▶
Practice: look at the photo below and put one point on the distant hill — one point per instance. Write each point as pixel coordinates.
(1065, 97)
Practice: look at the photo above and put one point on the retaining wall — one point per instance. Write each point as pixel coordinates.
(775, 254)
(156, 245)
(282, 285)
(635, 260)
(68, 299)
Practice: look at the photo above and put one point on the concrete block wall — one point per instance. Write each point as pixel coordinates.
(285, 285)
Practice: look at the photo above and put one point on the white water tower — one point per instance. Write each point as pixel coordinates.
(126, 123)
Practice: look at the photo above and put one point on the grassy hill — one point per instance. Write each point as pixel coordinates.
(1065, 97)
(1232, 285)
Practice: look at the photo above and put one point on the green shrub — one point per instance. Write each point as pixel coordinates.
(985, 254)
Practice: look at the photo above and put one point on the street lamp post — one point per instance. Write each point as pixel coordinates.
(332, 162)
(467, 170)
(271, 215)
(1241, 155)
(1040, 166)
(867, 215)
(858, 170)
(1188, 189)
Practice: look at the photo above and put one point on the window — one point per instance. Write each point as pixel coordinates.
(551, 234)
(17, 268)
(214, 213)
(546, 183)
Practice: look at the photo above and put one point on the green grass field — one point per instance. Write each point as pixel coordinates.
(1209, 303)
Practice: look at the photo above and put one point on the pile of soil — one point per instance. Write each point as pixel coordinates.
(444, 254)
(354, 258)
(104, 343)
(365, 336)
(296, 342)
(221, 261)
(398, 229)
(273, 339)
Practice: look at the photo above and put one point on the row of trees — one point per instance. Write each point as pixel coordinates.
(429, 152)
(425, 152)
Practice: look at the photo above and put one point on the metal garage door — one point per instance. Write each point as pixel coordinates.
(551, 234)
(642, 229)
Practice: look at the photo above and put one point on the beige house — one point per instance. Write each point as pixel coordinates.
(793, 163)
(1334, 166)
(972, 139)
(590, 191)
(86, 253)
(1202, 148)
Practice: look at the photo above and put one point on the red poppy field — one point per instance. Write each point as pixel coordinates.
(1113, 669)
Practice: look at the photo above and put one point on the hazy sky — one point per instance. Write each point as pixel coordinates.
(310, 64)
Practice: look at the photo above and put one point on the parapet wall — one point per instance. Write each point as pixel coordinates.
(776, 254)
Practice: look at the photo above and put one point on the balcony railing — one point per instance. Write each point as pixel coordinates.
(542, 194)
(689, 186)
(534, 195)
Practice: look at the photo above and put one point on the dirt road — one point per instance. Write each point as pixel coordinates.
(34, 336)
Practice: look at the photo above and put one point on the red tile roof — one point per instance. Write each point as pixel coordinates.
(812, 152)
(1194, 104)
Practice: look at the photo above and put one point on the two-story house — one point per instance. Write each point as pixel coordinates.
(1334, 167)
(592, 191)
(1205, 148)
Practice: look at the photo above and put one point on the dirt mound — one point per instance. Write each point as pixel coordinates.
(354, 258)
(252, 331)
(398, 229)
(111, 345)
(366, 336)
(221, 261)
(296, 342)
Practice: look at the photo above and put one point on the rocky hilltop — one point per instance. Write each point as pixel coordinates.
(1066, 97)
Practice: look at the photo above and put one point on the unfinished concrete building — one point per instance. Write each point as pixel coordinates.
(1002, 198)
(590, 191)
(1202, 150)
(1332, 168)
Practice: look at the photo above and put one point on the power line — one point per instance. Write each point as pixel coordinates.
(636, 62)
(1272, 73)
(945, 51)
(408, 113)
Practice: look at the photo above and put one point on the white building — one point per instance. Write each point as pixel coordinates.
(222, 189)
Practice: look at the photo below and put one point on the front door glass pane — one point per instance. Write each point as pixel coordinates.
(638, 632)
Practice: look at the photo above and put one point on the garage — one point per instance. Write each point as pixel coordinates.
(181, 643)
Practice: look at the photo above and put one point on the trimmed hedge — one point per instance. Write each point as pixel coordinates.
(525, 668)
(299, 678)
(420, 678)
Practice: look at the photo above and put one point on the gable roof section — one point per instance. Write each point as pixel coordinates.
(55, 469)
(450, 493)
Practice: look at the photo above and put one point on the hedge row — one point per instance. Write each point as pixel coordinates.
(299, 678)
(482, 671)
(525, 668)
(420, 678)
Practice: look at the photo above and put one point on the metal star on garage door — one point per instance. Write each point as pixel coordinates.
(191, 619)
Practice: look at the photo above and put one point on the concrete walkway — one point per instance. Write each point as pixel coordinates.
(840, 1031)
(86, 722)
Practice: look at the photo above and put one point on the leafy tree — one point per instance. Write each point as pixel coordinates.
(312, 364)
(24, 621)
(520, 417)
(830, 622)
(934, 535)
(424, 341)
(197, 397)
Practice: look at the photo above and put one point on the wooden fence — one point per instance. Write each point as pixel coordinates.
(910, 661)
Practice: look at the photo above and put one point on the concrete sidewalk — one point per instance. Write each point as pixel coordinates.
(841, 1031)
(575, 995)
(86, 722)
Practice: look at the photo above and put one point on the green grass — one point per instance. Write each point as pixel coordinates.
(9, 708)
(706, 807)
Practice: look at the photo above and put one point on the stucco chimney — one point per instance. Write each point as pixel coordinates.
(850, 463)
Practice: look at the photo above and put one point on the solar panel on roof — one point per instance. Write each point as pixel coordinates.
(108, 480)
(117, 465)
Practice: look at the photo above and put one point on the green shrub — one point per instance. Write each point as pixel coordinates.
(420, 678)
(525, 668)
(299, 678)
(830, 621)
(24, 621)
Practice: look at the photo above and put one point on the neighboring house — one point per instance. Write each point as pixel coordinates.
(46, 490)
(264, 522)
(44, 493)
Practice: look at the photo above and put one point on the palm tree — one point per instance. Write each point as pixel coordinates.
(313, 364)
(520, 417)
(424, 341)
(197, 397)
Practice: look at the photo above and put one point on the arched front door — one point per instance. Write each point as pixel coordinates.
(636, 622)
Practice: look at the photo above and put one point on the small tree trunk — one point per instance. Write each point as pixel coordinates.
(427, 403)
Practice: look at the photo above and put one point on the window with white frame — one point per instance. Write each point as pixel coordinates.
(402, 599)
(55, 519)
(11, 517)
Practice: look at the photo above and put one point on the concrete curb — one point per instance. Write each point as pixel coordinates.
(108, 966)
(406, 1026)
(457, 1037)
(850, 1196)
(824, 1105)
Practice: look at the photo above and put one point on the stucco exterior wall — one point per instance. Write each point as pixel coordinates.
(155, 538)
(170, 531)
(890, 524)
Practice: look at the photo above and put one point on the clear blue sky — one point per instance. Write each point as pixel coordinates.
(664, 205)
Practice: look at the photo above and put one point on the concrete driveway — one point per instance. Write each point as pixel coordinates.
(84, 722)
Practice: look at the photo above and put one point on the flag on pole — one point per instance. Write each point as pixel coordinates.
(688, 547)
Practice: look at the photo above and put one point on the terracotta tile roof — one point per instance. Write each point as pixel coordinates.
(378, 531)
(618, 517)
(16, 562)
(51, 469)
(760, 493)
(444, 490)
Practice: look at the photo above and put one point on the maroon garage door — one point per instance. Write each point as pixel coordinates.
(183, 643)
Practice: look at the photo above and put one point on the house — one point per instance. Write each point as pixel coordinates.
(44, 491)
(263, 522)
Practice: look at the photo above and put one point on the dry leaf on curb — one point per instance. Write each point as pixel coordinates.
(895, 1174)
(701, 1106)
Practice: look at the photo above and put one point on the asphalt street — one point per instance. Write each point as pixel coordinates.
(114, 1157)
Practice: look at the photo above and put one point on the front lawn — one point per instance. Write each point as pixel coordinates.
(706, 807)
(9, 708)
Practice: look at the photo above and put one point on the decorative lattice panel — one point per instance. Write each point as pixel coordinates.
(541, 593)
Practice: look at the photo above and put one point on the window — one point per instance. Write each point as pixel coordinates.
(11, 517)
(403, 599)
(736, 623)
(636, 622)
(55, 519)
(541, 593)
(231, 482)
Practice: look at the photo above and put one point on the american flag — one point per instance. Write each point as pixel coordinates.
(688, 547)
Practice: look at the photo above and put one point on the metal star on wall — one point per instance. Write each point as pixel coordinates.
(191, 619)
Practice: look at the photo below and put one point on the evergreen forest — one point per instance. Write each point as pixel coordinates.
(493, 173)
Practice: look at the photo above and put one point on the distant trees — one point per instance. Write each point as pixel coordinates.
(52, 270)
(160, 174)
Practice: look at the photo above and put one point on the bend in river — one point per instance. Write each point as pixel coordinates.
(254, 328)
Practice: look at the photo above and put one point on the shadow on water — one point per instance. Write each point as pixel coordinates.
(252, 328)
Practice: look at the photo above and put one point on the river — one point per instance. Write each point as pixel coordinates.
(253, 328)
◀
**Your objective:** Return the line that contains "on the american" and all lines after it, verbatim, and nothing else.

**Expected output:**
Practice: look at the photo above and put one point on the american flag — one point per instance. Write each point as pixel coordinates.
(688, 547)
Practice: look at the photo above and put one point on the metal star on wall — one point per instance. Write each point as pixel coordinates.
(191, 619)
Practice: look at the photo below and put one point on the evergreen forest — one point per instance. Write each point as pixel coordinates.
(493, 173)
Practice: look at the photo above and put one point on the distant trees — one point per instance. Write each point as pixel coordinates.
(52, 270)
(160, 174)
Practice: look at the photo above and put one point on the bend in river — one point per instance. Write each point as pixel coordinates.
(254, 328)
Practice: look at the photo above and put one point on the shadow on water — one point per instance. Write each point as pixel coordinates.
(252, 328)
Practice: look at the photo above and put one point on the river — one point per instance. Write each point as pixel coordinates.
(253, 328)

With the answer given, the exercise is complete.